Problem statement: Give back every entry, exactly as written.

Exercise inputs:
- - -

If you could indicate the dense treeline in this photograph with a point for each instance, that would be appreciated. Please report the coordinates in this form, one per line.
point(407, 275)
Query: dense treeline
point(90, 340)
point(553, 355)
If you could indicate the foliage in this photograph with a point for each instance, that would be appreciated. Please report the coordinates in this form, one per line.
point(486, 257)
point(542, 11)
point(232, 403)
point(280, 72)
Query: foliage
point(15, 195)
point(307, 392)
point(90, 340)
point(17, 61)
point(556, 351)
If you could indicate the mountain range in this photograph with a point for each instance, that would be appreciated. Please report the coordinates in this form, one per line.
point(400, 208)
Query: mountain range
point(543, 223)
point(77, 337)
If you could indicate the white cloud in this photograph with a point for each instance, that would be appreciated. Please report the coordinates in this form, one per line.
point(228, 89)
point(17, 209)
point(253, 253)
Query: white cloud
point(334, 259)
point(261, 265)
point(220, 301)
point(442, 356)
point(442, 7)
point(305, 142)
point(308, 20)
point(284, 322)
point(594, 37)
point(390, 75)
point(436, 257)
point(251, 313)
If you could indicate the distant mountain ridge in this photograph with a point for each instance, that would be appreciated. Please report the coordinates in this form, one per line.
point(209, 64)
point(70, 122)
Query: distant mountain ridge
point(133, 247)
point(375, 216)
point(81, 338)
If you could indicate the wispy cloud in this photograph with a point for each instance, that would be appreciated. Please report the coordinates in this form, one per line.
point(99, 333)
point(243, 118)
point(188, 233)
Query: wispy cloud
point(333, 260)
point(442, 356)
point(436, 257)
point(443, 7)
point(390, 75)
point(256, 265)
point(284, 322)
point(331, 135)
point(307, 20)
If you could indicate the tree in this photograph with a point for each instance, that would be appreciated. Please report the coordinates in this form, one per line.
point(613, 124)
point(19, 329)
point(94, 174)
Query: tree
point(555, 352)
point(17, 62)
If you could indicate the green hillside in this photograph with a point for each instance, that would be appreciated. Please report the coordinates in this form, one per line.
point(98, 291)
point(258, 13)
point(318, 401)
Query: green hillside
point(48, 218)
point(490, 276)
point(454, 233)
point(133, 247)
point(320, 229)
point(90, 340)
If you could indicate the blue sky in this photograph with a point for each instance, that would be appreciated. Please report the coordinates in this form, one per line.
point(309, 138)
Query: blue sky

- - -

The answer:
If you could indicate the dense treeline in this photograph with a point for each instance, that would be appreciated. Please report the coordinates in this form, one per line.
point(407, 275)
Query: dense treeline
point(90, 340)
point(553, 355)
If you could indicate the foliage in this photograph with a point for each instance, that would be appreciated. Please report the coordinates in this form, one per line.
point(486, 257)
point(542, 11)
point(232, 403)
point(280, 72)
Query: foliage
point(15, 195)
point(307, 392)
point(90, 340)
point(17, 61)
point(556, 351)
If you could indicate the mountain range in this photograph with a point for each instance, that would be appreciated. Please report the coordinates in this form, one per line.
point(400, 208)
Query: mountain range
point(543, 223)
point(77, 337)
If you could indicate the white cloud in this photograph with a point for each instance, that would be appreciated. Please report the coordinates in this form, one per line.
point(228, 89)
point(17, 209)
point(253, 253)
Query: white cloud
point(334, 259)
point(261, 265)
point(220, 301)
point(442, 356)
point(442, 7)
point(305, 142)
point(308, 20)
point(284, 322)
point(594, 37)
point(390, 75)
point(436, 257)
point(251, 313)
If you could indicate the distant mountain ridge in this photograph with a point for each instance, that would be appreciated. Please report the coordinates in this form, one per line.
point(209, 64)
point(70, 122)
Query: distant mountain ridge
point(133, 247)
point(375, 216)
point(81, 338)
If you could indicate the wispy cloud in this photograph with a point for each instance, that would be appreciated. Please report the coordinates in this form, one per line.
point(99, 333)
point(243, 118)
point(188, 233)
Query: wispy cloud
point(333, 260)
point(442, 356)
point(436, 257)
point(443, 7)
point(390, 75)
point(256, 265)
point(284, 322)
point(331, 135)
point(307, 20)
If you could indicate the tree in this photograph with a point for each instance, that would be appreciated. Please report the coordinates in this form, one per line.
point(613, 124)
point(19, 329)
point(94, 174)
Query: tree
point(555, 352)
point(17, 62)
If you could indicate the green hillside in this photograph with a point for each instance, that would be appreciated. Please report the coordinates in this form, one per line.
point(98, 291)
point(258, 13)
point(318, 401)
Query: green hillside
point(48, 218)
point(490, 276)
point(454, 233)
point(133, 247)
point(320, 229)
point(90, 340)
If you could indicate the blue sky in this photograph with a point for each instance, that would be appreciated. Please report the coordinates in this form, one per line.
point(309, 138)
Query: blue sky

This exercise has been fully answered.